(Beginning of Information given)
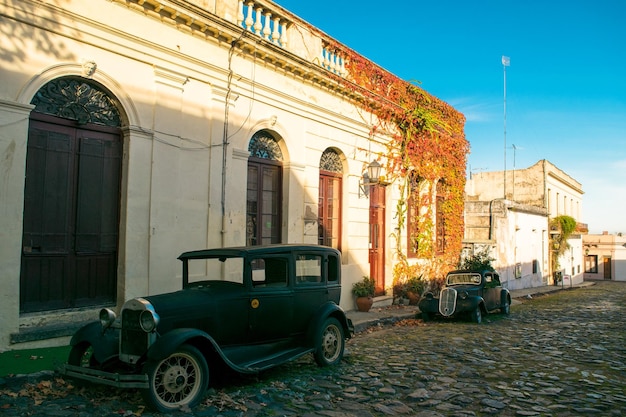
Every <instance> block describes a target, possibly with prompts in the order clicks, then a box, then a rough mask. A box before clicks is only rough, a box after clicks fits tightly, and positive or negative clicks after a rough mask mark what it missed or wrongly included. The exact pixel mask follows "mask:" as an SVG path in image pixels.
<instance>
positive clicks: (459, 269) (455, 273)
mask: <svg viewBox="0 0 626 417" xmlns="http://www.w3.org/2000/svg"><path fill="white" fill-rule="evenodd" d="M489 272H491V273H495V274H497V272H496V271H494V270H493V269H457V270H454V271H450V272H448V275H451V274H481V275H485V274H486V273H489Z"/></svg>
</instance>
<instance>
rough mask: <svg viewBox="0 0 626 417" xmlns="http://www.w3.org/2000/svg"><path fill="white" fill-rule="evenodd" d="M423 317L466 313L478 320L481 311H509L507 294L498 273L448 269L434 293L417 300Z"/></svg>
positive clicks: (429, 292)
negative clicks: (445, 278)
mask: <svg viewBox="0 0 626 417" xmlns="http://www.w3.org/2000/svg"><path fill="white" fill-rule="evenodd" d="M419 309H420V311H421V312H422V318H423V319H424V321H428V320H430V319H431V318H433V316H435V315H440V316H442V317H456V316H459V315H463V314H466V315H469V316H470V318H471V320H472V321H473V322H475V323H480V322H482V316H483V314H484V313H492V312H494V311H500V312H501V313H503V314H507V315H508V314H509V313H510V311H511V294H509V290H508V289H506V288H502V284H501V283H500V277H499V275H498V273H497V272H495V271H492V270H482V271H469V270H457V271H451V272H449V273H448V274H447V275H446V280H445V283H444V287H443V289H442V290H441V292H440V293H439V297H435V295H434V294H433V293H432V292H428V293H426V294H424V296H423V297H422V299H421V300H420V302H419Z"/></svg>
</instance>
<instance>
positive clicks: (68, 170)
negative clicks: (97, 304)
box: [20, 118, 122, 312]
mask: <svg viewBox="0 0 626 417" xmlns="http://www.w3.org/2000/svg"><path fill="white" fill-rule="evenodd" d="M48 119H51V120H53V121H54V123H52V122H48V121H39V120H31V122H30V130H29V136H28V151H27V161H26V181H25V188H24V225H23V234H22V265H21V273H20V311H21V312H32V311H44V310H55V309H65V308H73V307H82V306H88V305H96V304H101V303H103V302H112V301H114V300H115V296H116V287H117V251H118V228H119V203H120V200H119V192H120V174H121V156H122V143H121V138H120V135H119V133H118V131H117V129H112V128H106V127H95V129H96V130H88V129H85V128H84V126H82V127H81V128H78V127H77V126H76V125H75V124H74V123H73V122H67V121H63V120H59V119H56V118H54V119H53V118H48Z"/></svg>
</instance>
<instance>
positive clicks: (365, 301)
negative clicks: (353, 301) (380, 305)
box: [356, 297, 374, 313]
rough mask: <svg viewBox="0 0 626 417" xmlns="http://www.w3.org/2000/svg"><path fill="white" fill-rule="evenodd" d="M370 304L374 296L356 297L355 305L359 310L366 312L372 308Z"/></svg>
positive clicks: (366, 312)
mask: <svg viewBox="0 0 626 417" xmlns="http://www.w3.org/2000/svg"><path fill="white" fill-rule="evenodd" d="M372 304H374V298H372V297H357V298H356V307H357V309H358V310H359V311H362V312H365V313H367V312H368V311H370V308H372Z"/></svg>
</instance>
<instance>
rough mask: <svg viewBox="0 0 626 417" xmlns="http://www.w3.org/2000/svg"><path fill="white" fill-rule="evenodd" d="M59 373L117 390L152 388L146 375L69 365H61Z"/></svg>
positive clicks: (70, 376) (58, 370) (77, 378)
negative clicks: (112, 387) (108, 371)
mask: <svg viewBox="0 0 626 417" xmlns="http://www.w3.org/2000/svg"><path fill="white" fill-rule="evenodd" d="M58 371H59V373H60V374H61V375H64V376H68V377H72V378H77V379H81V380H84V381H89V382H94V383H96V384H104V385H110V386H112V387H117V388H149V386H150V385H149V383H148V375H146V374H118V373H113V372H105V371H100V370H98V369H92V368H85V367H82V366H74V365H68V364H64V365H61V367H60V368H59V370H58Z"/></svg>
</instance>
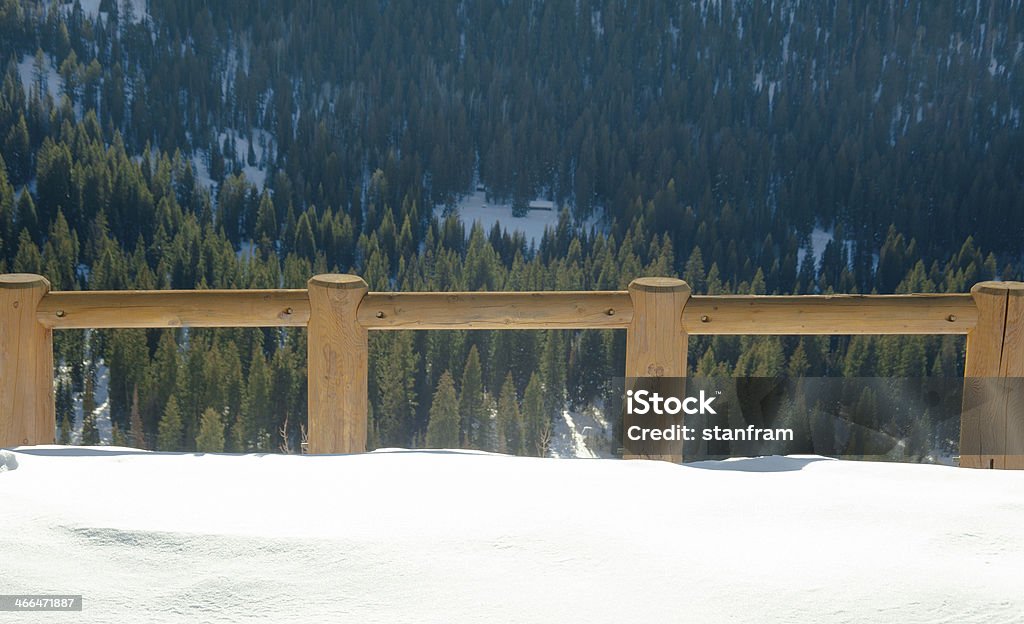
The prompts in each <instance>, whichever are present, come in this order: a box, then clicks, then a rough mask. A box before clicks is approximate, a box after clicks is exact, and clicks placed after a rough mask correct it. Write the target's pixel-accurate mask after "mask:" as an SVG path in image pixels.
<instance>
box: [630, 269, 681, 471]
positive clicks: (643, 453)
mask: <svg viewBox="0 0 1024 624" xmlns="http://www.w3.org/2000/svg"><path fill="white" fill-rule="evenodd" d="M629 292H630V299H632V301H633V321H632V322H631V323H630V326H629V327H628V328H627V330H626V378H627V387H626V389H627V390H630V389H633V388H632V387H631V386H632V385H635V383H634V382H631V380H632V379H636V378H638V377H674V378H681V377H685V376H686V349H687V346H688V338H687V335H686V332H685V331H684V330H683V307H685V305H686V302H687V301H688V300H689V298H690V287H689V285H687V284H686V282H683V281H682V280H677V279H674V278H640V279H638V280H633V282H631V283H630V286H629ZM644 385H645V386H646V384H644ZM665 387H668V386H665ZM676 389H683V388H678V385H677V387H676ZM624 412H625V410H624ZM632 424H641V425H643V426H645V427H658V428H662V427H665V426H671V425H672V424H681V418H679V417H673V416H650V415H645V416H643V417H639V416H630V415H629V414H625V413H624V416H623V432H624V435H625V434H626V431H627V430H628V428H629V427H630V426H631V425H632ZM623 457H624V459H635V458H644V459H662V460H666V461H673V462H676V463H678V462H681V461H682V460H683V443H682V441H678V442H675V441H658V442H650V441H647V442H634V443H631V444H630V445H628V448H627V453H626V454H625V455H624V456H623Z"/></svg>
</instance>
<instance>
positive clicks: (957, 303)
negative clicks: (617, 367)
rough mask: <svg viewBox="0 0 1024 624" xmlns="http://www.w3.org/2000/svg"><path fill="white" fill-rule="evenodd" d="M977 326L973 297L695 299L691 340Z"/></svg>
mask: <svg viewBox="0 0 1024 624" xmlns="http://www.w3.org/2000/svg"><path fill="white" fill-rule="evenodd" d="M977 323H978V308H977V306H976V305H975V302H974V300H973V299H972V298H971V295H970V294H934V295H933V294H927V295H926V294H923V295H794V296H788V295H785V296H758V295H750V296H748V295H715V296H709V295H703V296H701V295H693V296H692V297H690V300H689V301H688V302H687V304H686V308H685V309H684V310H683V329H684V330H685V331H686V333H687V334H690V335H749V336H753V335H819V334H824V335H828V334H833V335H855V334H872V335H882V334H966V333H968V332H969V331H970V330H971V329H973V328H974V327H975V325H977Z"/></svg>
(End of Information given)
* _Task instructions_:
Copy the stretch of the records above that runs from the line with "373L117 390L152 388L146" through the line with "positive clicks: (70, 376)". Both end lines belong in the copy, and nothing else does.

* _Result for this exercise_:
rough mask: <svg viewBox="0 0 626 417" xmlns="http://www.w3.org/2000/svg"><path fill="white" fill-rule="evenodd" d="M59 373L117 390L152 388L146 375L69 365H61Z"/></svg>
positive clicks: (70, 376) (58, 370) (77, 378)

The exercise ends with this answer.